[Textabschnitt]:
+-------+

9/11: Zehn Jahre Primat der Furcht

In der FAZ erschien heute ein sehr interessanter Artikel. Ich habe mal einige Ausschnitte ausgewählt. Aber lest ihn am besten selbst. Was denkt ihr?

„Sicherheit“, die Schutz vor der terroristischen Gefahr versprechen soll, ist die universelle Begründung und Rechtfertigung für autoritäre Beschränkungen von Freiheiten und Rechten geworden. Einst selbstverständlich harmlose Handlungen sind mittlerweile ganz selbstverständlich verdächtig geworden. Die Schere im Kopf schnappt zu. Die Furcht lässt sich für alle möglichen Ziele instrumentalisieren. Selbst offenkundig widersinnige „Sicherheitsprozeduren“ bezahlen und erdulden Reisende jeden Tag, hunderttausendfach.

 

Ob Ministerialbeamte, Staatssekretäre oder Mitarbeiter von Politikern: wenn die Mikrofone aus sind, die Anhörungen und Beratungen vorbei, offenbaren die Klugen unter ihnen, ganz privat natürlich, dass sie die Sorge um eine Zukunft teilen, in der die Bürgerrechte vom Staat nur noch quasi gnadenhalber gewährt werden.

 

Vielversprechende Programmierer und Ingenieurstalente, sofern sie nicht für die Finanzbranche arbeiten, verbringen ihre Zeit mit der Austüftelung immer besserer, schlauerer, umfassenderer Überwachungsmethoden, statt ihre Zeit und Energie für die Rettung des Planeten zu investieren.

+-------+

[Fragen und Aufgaben]:
(A) In welcher Zeitung ist laut dem Text zu 9/11 der Artikel erschienen, aus dem die Ausschnitte stammen?
(B) Schreib aus dem Text zu 9/11 die Stelle ab, die mit „In der FAZ erschien“ anfängt und bis einschließlich „jeden Tag, hunderttausendfach.“ reicht.

[Vorliegende Zeilen]:
+-------+

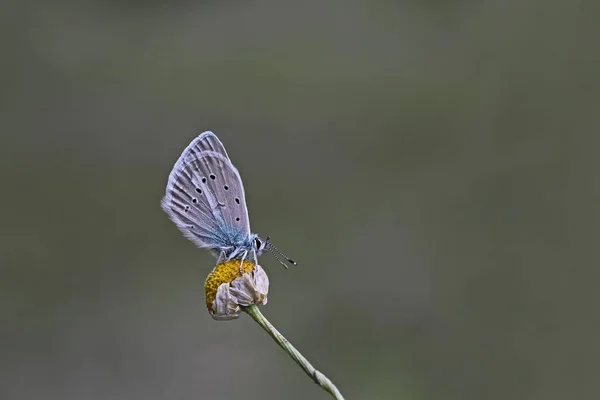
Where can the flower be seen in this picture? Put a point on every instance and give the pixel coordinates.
(227, 290)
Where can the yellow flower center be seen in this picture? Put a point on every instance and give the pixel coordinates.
(224, 273)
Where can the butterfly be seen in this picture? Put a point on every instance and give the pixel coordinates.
(205, 199)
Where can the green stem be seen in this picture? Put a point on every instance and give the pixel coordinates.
(316, 376)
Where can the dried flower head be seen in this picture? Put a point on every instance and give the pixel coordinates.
(227, 290)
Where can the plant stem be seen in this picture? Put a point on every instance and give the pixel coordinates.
(316, 376)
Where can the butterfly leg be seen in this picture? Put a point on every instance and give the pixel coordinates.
(222, 258)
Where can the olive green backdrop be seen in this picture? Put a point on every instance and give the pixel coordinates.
(432, 166)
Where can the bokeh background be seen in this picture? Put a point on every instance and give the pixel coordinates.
(432, 165)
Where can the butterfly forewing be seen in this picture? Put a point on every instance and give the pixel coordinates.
(205, 196)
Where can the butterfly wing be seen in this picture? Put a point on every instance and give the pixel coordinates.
(208, 141)
(205, 196)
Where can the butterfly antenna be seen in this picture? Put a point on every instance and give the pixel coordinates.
(276, 253)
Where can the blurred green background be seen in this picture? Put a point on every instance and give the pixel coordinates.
(431, 165)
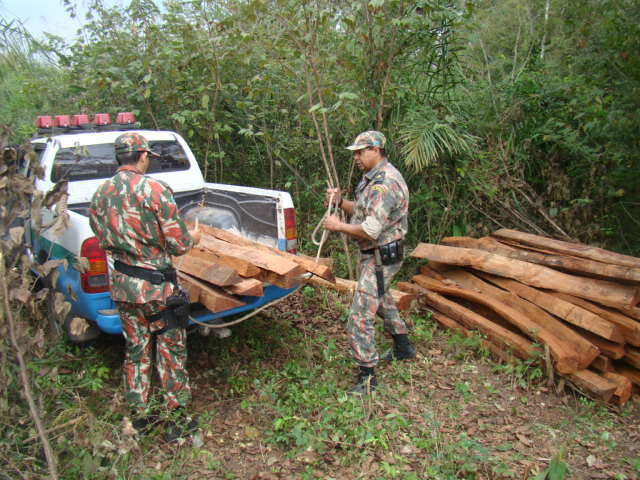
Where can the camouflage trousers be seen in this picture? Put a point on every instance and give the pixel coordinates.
(366, 304)
(171, 356)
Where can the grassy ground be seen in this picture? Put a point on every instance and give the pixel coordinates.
(271, 404)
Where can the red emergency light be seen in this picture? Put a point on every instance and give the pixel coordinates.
(80, 119)
(62, 121)
(101, 119)
(44, 121)
(125, 118)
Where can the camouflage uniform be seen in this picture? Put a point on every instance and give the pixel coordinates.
(383, 195)
(136, 219)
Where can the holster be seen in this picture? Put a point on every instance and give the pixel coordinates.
(175, 314)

+-------+

[Antworten]:
(A) In der FAZ.

(B)
In der FAZ erschien heute ein sehr interessanter Artikel. Ich habe mal einige Ausschnitte ausgewählt. Aber lest ihn am besten selbst. Was denkt ihr?

„Sicherheit“, die Schutz vor der terroristischen Gefahr versprechen soll, ist die universelle Begründung und Rechtfertigung für autoritäre Beschränkungen von Freiheiten und Rechten geworden. Einst selbstverständlich harmlose Handlungen sind mittlerweile ganz selbstverständlich verdächtig geworden. Die Schere im Kopf schnappt zu. Die Furcht lässt sich für alle möglichen Ziele instrumentalisieren. Selbst offenkundig widersinnige „Sicherheitsprozeduren“ bezahlen und erdulden Reisende jeden Tag, hunderttausendfach.